### Instruction
Print the entire listing. Each line must match the original exactly.

____________________

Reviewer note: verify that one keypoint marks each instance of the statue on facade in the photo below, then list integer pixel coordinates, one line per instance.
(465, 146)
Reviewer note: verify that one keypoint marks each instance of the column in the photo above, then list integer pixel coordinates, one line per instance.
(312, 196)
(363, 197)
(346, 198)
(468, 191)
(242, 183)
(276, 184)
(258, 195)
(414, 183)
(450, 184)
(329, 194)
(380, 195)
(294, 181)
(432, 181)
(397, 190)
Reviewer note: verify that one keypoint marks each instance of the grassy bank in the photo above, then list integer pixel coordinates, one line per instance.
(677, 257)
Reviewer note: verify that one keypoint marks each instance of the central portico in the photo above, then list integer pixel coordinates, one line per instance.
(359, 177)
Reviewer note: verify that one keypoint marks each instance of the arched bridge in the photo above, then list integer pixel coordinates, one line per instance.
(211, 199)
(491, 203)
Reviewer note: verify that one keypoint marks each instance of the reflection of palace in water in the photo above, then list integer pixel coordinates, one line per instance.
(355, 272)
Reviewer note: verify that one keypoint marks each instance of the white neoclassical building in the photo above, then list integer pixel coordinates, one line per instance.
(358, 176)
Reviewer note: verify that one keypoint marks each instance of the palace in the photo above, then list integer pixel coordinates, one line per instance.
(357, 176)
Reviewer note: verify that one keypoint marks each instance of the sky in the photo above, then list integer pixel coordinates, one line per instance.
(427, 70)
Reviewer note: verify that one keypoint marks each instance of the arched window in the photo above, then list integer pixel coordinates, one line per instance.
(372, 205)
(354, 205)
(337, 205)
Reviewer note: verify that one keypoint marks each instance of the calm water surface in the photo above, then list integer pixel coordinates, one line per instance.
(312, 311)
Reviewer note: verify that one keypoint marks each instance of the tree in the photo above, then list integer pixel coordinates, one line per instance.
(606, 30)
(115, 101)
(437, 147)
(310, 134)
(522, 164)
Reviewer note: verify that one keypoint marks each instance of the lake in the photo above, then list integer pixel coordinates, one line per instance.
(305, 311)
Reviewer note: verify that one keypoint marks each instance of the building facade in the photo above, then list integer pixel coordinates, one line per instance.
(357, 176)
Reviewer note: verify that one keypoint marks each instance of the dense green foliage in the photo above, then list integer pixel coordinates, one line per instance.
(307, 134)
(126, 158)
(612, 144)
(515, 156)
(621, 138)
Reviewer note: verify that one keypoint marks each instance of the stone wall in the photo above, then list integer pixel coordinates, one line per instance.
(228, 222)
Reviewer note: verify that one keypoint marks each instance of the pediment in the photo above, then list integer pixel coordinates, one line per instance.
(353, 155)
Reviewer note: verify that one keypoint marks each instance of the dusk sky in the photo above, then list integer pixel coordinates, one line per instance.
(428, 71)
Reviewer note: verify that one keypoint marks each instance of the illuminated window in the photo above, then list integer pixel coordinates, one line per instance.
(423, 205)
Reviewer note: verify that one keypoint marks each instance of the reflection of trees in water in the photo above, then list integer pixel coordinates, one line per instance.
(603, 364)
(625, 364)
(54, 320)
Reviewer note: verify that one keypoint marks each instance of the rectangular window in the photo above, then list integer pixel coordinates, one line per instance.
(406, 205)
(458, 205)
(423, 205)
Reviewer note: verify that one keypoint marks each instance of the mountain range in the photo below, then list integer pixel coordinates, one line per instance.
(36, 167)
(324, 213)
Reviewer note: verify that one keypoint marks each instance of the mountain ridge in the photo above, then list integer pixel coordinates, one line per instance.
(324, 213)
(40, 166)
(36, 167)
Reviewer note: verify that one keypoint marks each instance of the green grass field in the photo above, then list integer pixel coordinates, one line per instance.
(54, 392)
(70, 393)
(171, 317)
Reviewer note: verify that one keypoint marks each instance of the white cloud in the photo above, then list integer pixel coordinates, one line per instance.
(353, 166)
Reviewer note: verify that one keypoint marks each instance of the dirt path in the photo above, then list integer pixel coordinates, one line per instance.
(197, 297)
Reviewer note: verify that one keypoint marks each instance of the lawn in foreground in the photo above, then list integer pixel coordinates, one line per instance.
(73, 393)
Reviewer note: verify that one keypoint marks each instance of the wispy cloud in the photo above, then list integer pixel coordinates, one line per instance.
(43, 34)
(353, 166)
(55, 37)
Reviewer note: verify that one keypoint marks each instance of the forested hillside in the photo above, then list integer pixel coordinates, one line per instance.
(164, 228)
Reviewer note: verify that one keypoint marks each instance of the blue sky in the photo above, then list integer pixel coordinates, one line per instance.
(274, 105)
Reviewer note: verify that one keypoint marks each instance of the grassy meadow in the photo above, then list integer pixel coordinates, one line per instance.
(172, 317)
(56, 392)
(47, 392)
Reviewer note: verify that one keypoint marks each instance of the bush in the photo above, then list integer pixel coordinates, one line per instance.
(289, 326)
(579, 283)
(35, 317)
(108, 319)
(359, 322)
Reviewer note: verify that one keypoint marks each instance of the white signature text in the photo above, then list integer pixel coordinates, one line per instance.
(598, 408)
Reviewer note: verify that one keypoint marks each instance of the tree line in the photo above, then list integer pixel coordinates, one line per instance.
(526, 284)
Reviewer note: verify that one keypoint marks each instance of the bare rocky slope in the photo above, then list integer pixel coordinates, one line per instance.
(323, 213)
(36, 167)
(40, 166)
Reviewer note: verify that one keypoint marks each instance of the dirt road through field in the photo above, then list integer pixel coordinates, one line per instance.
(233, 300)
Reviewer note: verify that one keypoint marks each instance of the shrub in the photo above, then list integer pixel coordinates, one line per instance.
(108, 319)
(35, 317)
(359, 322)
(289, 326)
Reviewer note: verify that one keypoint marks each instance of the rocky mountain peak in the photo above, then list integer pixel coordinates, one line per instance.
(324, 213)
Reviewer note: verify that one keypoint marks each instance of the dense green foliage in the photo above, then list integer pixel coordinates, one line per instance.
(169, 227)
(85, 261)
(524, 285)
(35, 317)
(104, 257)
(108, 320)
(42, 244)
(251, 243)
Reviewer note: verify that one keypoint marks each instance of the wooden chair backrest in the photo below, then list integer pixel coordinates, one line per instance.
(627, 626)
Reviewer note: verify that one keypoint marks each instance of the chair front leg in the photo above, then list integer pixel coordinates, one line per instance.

____________________

### Final result
Reviewer note: verify that one keypoint marks each instance of the statue on facade in the photo below, then list integer pixel coordinates, one line per instance.
(465, 146)
Reviewer note: verify that one keypoint marks each instance of the column in the photo above, then list integer pixel coordinates, one line per instance.
(312, 196)
(363, 197)
(346, 198)
(468, 191)
(242, 183)
(276, 184)
(258, 195)
(414, 183)
(450, 184)
(329, 194)
(380, 195)
(294, 181)
(432, 181)
(397, 190)
Reviewer note: verify that one keypoint marks each instance of the grassy bank in the photo above, then list integer pixel coordinates, one line per instance.
(677, 257)
Reviewer note: verify that one keypoint marks each instance of the central portico in the photo above, then list integer pixel coordinates, one line per instance.
(359, 177)
Reviewer note: verify that one keypoint marks each instance of the arched bridge in the photo above, then list integer pixel coordinates, one line per instance.
(211, 199)
(491, 203)
Reviewer note: verify that one keypoint marks each instance of the reflection of palace in water in the photo above, then list integer pixel coordinates, one line per instance.
(355, 272)
Reviewer note: verify that one keypoint marks each instance of the white neoclassical building in the photo above, then list integer pixel coordinates, one line per instance.
(358, 176)
Reviewer note: verify that one keypoint marks each instance of the palace in the photo above, then list integer pixel coordinates, one line per instance.
(357, 176)
Reviewer note: verify that one keypoint marks each instance of the sky in the photo above, then list integer pixel coordinates, one line per instance.
(427, 70)
Reviewer note: verify that one keypoint marks each instance of the arched window in the photo above, then list integer pixel coordinates, one line per instance.
(372, 205)
(354, 205)
(337, 205)
Reviewer note: verify that one keypoint marks each instance of the calm water surface in the photo above, then list integer pixel coordinates, one line per instance.
(312, 311)
Reviewer note: verify that one keypoint marks each instance of the tree in the photo above, then list integer pixel coordinates, one line per instance.
(606, 30)
(115, 101)
(437, 147)
(310, 134)
(522, 164)
Reviewer note: verify that one keypoint marks each instance of the lake in the photo above, then list integer pixel coordinates, one line per instance.
(305, 311)
Reviewer note: verify that one keypoint marks each instance of the building facade in the photo above, then list integer pixel coordinates, one line per instance.
(357, 176)
Reviewer note: verify that one keypoint marks each instance of the dense green foliage in the photo above, then list integer pixel coordinates, one line per instance.
(307, 134)
(126, 158)
(612, 144)
(515, 156)
(621, 138)
Reviewer note: verify that one keypoint marks each instance of the stone wall in the photo above, then list integer pixel coordinates, one line per instance.
(228, 222)
Reviewer note: verify that one keypoint marks each instance of the pediment in the photo above, then list integer pixel coordinates, one line per instance.
(353, 155)
Reviewer note: verify that one keypoint marks each instance of the dusk sky in the photo above, then list integer pixel coordinates, one line per instance.
(428, 71)
Reviewer note: verify that one keypoint marks each instance of the illuminated window in the photo above, then list integer pixel coordinates, one line per instance.
(423, 205)
Reviewer note: verify that one keypoint marks each instance of the reflection of trees in water in the photo above, then list integer pixel coordinates, one line per instance.
(603, 364)
(625, 364)
(54, 320)
Reviewer note: verify that one keypoint marks each instance of the rectangular window in the photo above, then list integer pixel coordinates, one line per instance.
(406, 205)
(458, 205)
(423, 205)
Reviewer note: verify that one keypoint marks each instance of the mountain range in the photo below, then list integer pixel coordinates, one line per instance.
(36, 167)
(324, 213)
Reviewer note: verify that one keypoint marks each instance of the mountain ridge in the photo above, then list integer pixel coordinates, one line per instance.
(324, 213)
(40, 166)
(36, 167)
Reviewer note: verify that one keypoint marks each instance of the green grass field in the photo above, then list integer pixel coordinates, one line per instance.
(54, 392)
(70, 393)
(171, 317)
Reviewer note: verify that one keypoint marks each instance of the white cloud in the photo above, then list integer pixel coordinates, one line per instance.
(353, 166)
Reviewer note: verify that one keypoint marks each instance of the dirt path in the photo above, then list integer pixel coordinates, one line per instance.
(197, 297)
Reviewer note: verify that one keypoint marks each instance of the lawn in foreground in the photo above, then list integer pixel coordinates, one line per instance.
(73, 393)
Reviewer note: verify that one keypoint marks each instance of the wispy cloud in the photo above, then list integer pixel coordinates, one line per instance.
(43, 34)
(353, 166)
(55, 37)
Reviewer note: verify that one keypoint marks each instance of the forested hillside in the photo above, then list integer pixel coordinates, one line per instance.
(164, 228)
Reviewer note: verify that one keypoint marks each instance of the blue sky in the photo above, then list integer pixel coordinates, one line per instance.
(274, 105)
Reviewer note: verify that one keypoint marks each instance of the grassy meadow in the photo above, then list integer pixel coordinates, one line per instance.
(172, 317)
(56, 392)
(47, 392)
Reviewer note: verify that one keypoint marks each instance of the bush in the photo above, then list integer pixel coordinates, one line per instance.
(289, 326)
(579, 283)
(35, 317)
(108, 319)
(359, 322)
Reviewer note: verify that one keypoint marks each instance of the white signature text in the photo above, then list integer pixel coordinates, one line per instance.
(598, 408)
Reviewer note: verify that one keypoint marks each instance of the tree line in the photo above, then list integer pixel coordinates, one line per instance.
(526, 284)
Reviewer note: verify that one keypoint marks each instance of the bare rocky slope in the photo above, then list integer pixel coordinates, one line per instance.
(323, 213)
(36, 167)
(40, 166)
Reviewer note: verify that one keypoint marks each instance of the dirt road through field in the photo above, then list integer pixel coordinates, one line per instance.
(233, 300)
Reviewer note: verify that one keypoint marks each instance of the shrub in the photo above, then list integer pixel coordinates, one line per instance.
(108, 319)
(35, 317)
(359, 322)
(289, 326)
Reviewer note: verify that one keypoint marks each instance of the rocky mountain peak in the photo above, then list integer pixel coordinates, one line per instance.
(324, 213)
Reviewer note: verify that one keypoint marks each instance of the dense green foliage in the photo above, then list integer pixel coordinates, one line per instance.
(169, 227)
(85, 261)
(524, 285)
(35, 317)
(104, 257)
(108, 320)
(42, 244)
(251, 243)
Reviewer note: verify that one keypoint marks each instance of the wooden chair backrest in the photo below, then list integer pixel coordinates, one line per instance.
(627, 626)
Reviewer note: verify that one keypoint marks each instance of the chair front leg in the photo above, then list integer pixel coordinates, one line per instance.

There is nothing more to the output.